> _To do_
Locate each line in the entries below that contains the string "trace", and copy every such line in full.

> _Records shown_
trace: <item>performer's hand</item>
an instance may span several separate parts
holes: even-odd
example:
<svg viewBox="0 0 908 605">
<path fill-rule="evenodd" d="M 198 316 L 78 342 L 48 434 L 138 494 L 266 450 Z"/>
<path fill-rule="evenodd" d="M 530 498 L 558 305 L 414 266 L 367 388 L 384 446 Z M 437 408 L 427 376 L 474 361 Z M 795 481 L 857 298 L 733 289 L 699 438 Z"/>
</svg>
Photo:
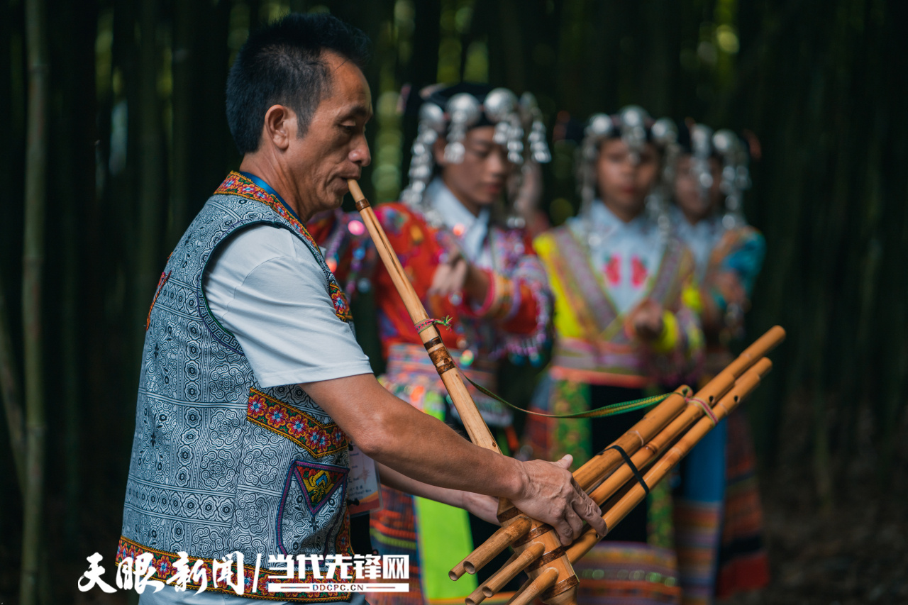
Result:
<svg viewBox="0 0 908 605">
<path fill-rule="evenodd" d="M 501 525 L 498 522 L 498 499 L 472 491 L 461 491 L 463 503 L 461 509 L 469 511 L 484 521 Z"/>
<path fill-rule="evenodd" d="M 572 461 L 568 454 L 556 462 L 541 460 L 524 462 L 527 473 L 524 493 L 511 499 L 521 512 L 555 528 L 565 546 L 580 535 L 585 522 L 600 536 L 607 532 L 599 507 L 568 471 Z"/>
<path fill-rule="evenodd" d="M 435 269 L 432 285 L 429 287 L 429 296 L 460 295 L 469 264 L 462 256 L 456 256 L 449 263 L 442 263 Z"/>
<path fill-rule="evenodd" d="M 662 305 L 651 298 L 644 299 L 632 312 L 630 321 L 634 332 L 644 342 L 657 339 L 665 328 Z"/>
</svg>

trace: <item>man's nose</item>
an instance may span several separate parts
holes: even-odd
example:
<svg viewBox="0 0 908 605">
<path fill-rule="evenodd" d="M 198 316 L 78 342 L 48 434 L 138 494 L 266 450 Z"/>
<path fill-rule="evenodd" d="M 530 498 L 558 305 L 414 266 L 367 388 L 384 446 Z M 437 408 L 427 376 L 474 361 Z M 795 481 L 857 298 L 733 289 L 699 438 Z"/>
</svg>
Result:
<svg viewBox="0 0 908 605">
<path fill-rule="evenodd" d="M 369 144 L 363 136 L 360 144 L 350 152 L 350 161 L 360 167 L 368 166 L 372 162 L 372 154 L 369 153 Z"/>
</svg>

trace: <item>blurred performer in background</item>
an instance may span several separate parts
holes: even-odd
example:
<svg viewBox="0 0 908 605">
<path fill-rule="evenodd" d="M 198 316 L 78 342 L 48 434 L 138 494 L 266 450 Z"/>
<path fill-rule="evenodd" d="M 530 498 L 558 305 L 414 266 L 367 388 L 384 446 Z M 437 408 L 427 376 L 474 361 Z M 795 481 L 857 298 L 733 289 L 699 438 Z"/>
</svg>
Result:
<svg viewBox="0 0 908 605">
<path fill-rule="evenodd" d="M 448 327 L 441 336 L 455 362 L 470 380 L 494 392 L 499 359 L 538 363 L 547 345 L 552 302 L 546 273 L 518 228 L 522 220 L 504 203 L 519 191 L 525 156 L 548 161 L 545 127 L 532 95 L 518 100 L 509 90 L 484 84 L 429 87 L 405 104 L 419 116 L 410 184 L 402 202 L 378 205 L 376 214 L 429 315 Z M 327 217 L 319 227 L 329 263 L 340 266 L 341 274 L 345 267 L 356 273 L 343 280 L 348 287 L 361 282 L 371 264 L 370 253 L 360 252 L 360 227 L 355 215 Z M 380 382 L 417 409 L 459 426 L 383 266 L 376 269 L 372 287 L 387 360 Z M 518 440 L 511 412 L 469 390 L 502 451 L 512 451 Z M 382 502 L 383 509 L 370 515 L 372 545 L 383 555 L 410 555 L 413 590 L 370 594 L 370 602 L 462 599 L 477 587 L 475 576 L 454 583 L 448 571 L 469 553 L 474 538 L 479 544 L 497 527 L 397 490 L 382 488 Z M 494 514 L 486 521 L 494 522 Z"/>
<path fill-rule="evenodd" d="M 555 294 L 551 366 L 534 406 L 582 412 L 644 397 L 677 382 L 701 356 L 699 320 L 686 304 L 694 263 L 670 233 L 663 204 L 671 183 L 675 125 L 641 108 L 590 118 L 580 148 L 578 216 L 536 239 Z M 593 420 L 528 418 L 533 454 L 571 453 L 575 465 L 643 415 Z M 680 600 L 671 495 L 655 487 L 575 565 L 581 603 Z"/>
<path fill-rule="evenodd" d="M 728 343 L 743 335 L 744 313 L 765 245 L 741 212 L 742 194 L 750 185 L 747 145 L 731 131 L 714 134 L 693 123 L 678 138 L 683 155 L 671 217 L 696 263 L 706 339 L 700 380 L 706 382 L 732 361 Z M 679 492 L 675 513 L 684 602 L 711 603 L 716 592 L 728 596 L 765 586 L 769 569 L 761 541 L 762 511 L 742 411 L 687 455 Z"/>
</svg>

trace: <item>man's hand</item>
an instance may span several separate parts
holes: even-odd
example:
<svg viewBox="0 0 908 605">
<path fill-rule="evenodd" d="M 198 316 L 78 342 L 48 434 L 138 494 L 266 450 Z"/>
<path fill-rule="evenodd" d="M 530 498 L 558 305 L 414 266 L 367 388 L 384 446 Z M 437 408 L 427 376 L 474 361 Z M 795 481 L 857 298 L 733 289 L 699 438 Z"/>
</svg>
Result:
<svg viewBox="0 0 908 605">
<path fill-rule="evenodd" d="M 634 332 L 644 342 L 656 340 L 665 328 L 662 321 L 664 309 L 651 298 L 644 299 L 631 312 L 630 322 Z"/>
<path fill-rule="evenodd" d="M 557 462 L 524 462 L 527 478 L 523 493 L 511 499 L 521 512 L 554 527 L 565 546 L 580 535 L 585 521 L 600 536 L 607 532 L 599 507 L 568 471 L 572 460 L 567 454 Z"/>
</svg>

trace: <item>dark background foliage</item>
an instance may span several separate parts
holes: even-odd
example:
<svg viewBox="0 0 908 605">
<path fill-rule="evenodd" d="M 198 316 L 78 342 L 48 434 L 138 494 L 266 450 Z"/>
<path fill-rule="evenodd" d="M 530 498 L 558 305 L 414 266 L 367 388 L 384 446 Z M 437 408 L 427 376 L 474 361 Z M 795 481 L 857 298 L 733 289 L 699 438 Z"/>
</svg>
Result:
<svg viewBox="0 0 908 605">
<path fill-rule="evenodd" d="M 0 6 L 0 308 L 20 384 L 25 1 Z M 746 214 L 768 254 L 749 333 L 775 323 L 789 333 L 748 403 L 774 585 L 802 590 L 792 602 L 908 600 L 908 570 L 886 576 L 892 566 L 854 554 L 874 550 L 874 528 L 902 532 L 883 550 L 908 552 L 904 507 L 889 505 L 908 495 L 908 47 L 899 0 L 47 0 L 44 602 L 107 598 L 74 584 L 94 551 L 112 577 L 148 305 L 174 242 L 239 164 L 223 112 L 231 60 L 250 29 L 289 10 L 330 11 L 374 43 L 373 164 L 363 183 L 380 202 L 405 184 L 415 134 L 396 111 L 405 83 L 532 91 L 549 134 L 559 114 L 582 120 L 631 103 L 755 133 L 763 154 Z M 577 207 L 573 148 L 553 150 L 544 203 L 559 223 Z M 23 514 L 6 431 L 0 451 L 5 603 L 18 593 Z M 832 543 L 827 526 L 810 524 L 818 519 L 866 531 L 845 539 L 836 529 Z M 810 559 L 810 544 L 828 548 Z"/>
</svg>

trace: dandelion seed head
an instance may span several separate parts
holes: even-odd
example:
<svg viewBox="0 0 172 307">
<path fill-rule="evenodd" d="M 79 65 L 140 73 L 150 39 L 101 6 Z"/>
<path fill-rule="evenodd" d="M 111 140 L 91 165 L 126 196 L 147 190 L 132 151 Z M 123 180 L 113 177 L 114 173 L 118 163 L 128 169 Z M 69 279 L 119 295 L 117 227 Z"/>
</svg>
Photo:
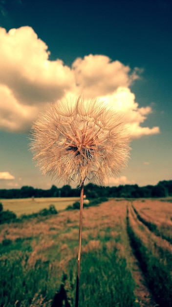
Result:
<svg viewBox="0 0 172 307">
<path fill-rule="evenodd" d="M 120 115 L 97 100 L 58 101 L 32 128 L 33 159 L 44 175 L 69 184 L 104 185 L 129 156 L 129 136 Z"/>
</svg>

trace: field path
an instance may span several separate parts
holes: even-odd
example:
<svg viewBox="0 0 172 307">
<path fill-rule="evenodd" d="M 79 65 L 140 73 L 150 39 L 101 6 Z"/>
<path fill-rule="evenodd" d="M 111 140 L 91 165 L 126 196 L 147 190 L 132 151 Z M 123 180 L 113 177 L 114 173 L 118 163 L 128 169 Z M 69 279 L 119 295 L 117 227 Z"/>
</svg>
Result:
<svg viewBox="0 0 172 307">
<path fill-rule="evenodd" d="M 132 253 L 132 251 L 131 251 Z M 131 260 L 133 263 L 132 275 L 135 281 L 136 295 L 140 306 L 141 307 L 155 307 L 157 306 L 152 295 L 146 284 L 145 280 L 139 268 L 139 263 L 132 253 Z"/>
<path fill-rule="evenodd" d="M 130 202 L 128 205 L 130 205 Z M 132 264 L 132 276 L 135 280 L 136 286 L 135 294 L 138 299 L 138 303 L 141 307 L 155 307 L 157 306 L 154 299 L 147 286 L 144 276 L 140 268 L 139 261 L 134 256 L 132 249 L 129 243 L 130 259 Z"/>
</svg>

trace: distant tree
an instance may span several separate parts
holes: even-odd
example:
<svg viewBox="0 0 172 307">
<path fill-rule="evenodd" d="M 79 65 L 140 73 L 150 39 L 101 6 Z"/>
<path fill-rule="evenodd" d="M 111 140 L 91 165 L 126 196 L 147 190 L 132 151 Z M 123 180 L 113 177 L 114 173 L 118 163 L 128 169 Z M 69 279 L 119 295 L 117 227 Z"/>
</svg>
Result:
<svg viewBox="0 0 172 307">
<path fill-rule="evenodd" d="M 55 185 L 52 185 L 51 189 L 51 197 L 58 197 L 59 196 L 59 189 Z"/>
<path fill-rule="evenodd" d="M 152 197 L 165 197 L 164 186 L 160 184 L 154 186 L 152 190 L 151 196 Z"/>
<path fill-rule="evenodd" d="M 24 186 L 21 189 L 21 198 L 27 198 L 35 196 L 35 189 L 32 186 Z"/>
<path fill-rule="evenodd" d="M 64 185 L 61 190 L 61 197 L 71 197 L 72 196 L 72 189 L 70 185 Z"/>
</svg>

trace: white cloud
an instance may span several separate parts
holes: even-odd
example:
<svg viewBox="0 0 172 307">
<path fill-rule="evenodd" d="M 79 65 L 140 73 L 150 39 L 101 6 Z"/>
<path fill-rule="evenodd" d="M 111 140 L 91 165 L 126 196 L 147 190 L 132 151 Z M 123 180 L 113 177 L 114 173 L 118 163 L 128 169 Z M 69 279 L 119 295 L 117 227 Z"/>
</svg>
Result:
<svg viewBox="0 0 172 307">
<path fill-rule="evenodd" d="M 8 33 L 0 28 L 0 128 L 28 131 L 48 102 L 83 93 L 124 114 L 133 137 L 159 133 L 158 127 L 140 126 L 152 109 L 139 107 L 129 88 L 138 68 L 97 54 L 77 58 L 71 68 L 50 61 L 47 46 L 29 26 Z"/>
<path fill-rule="evenodd" d="M 119 61 L 112 62 L 105 55 L 78 58 L 72 67 L 80 90 L 91 97 L 111 94 L 119 86 L 129 86 L 138 77 L 135 71 L 130 73 L 129 66 Z"/>
<path fill-rule="evenodd" d="M 129 181 L 126 176 L 121 176 L 117 178 L 111 178 L 108 180 L 107 185 L 109 186 L 118 186 L 120 185 L 125 185 L 125 184 L 134 184 L 134 182 L 132 180 Z"/>
<path fill-rule="evenodd" d="M 10 180 L 11 179 L 15 179 L 15 177 L 8 172 L 0 172 L 0 179 Z"/>
</svg>

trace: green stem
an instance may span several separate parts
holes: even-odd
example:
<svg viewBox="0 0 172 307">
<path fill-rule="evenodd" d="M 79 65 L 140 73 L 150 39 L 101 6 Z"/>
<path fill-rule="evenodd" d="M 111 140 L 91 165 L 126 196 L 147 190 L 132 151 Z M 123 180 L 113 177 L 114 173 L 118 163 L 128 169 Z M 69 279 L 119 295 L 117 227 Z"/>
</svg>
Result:
<svg viewBox="0 0 172 307">
<path fill-rule="evenodd" d="M 83 225 L 83 200 L 84 200 L 84 181 L 82 184 L 80 195 L 80 210 L 79 218 L 79 244 L 78 252 L 78 271 L 76 280 L 75 307 L 78 307 L 79 304 L 79 288 L 80 276 L 81 268 L 81 241 L 82 241 L 82 229 Z"/>
</svg>

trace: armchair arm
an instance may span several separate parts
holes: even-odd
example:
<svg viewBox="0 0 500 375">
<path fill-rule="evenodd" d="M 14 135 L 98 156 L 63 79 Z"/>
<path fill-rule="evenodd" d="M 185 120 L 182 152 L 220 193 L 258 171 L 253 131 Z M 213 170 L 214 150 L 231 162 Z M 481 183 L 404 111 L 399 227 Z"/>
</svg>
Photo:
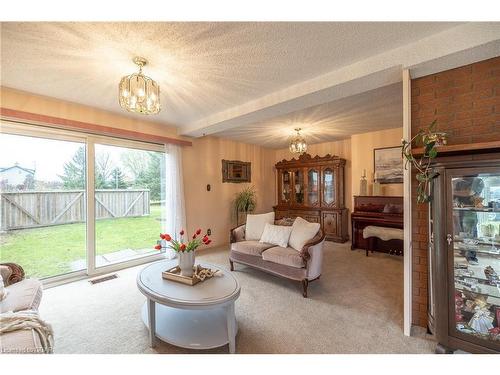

> _Solution for this task_
trace: <item>performer's hand</item>
trace: <item>man's nose</item>
trace: <item>blurred performer in background</item>
trace: <item>man's hand</item>
trace: <item>dark background foliage</item>
trace: dandelion seed head
trace: field path
trace: distant tree
trace: white cloud
trace: green stem
trace: armchair arm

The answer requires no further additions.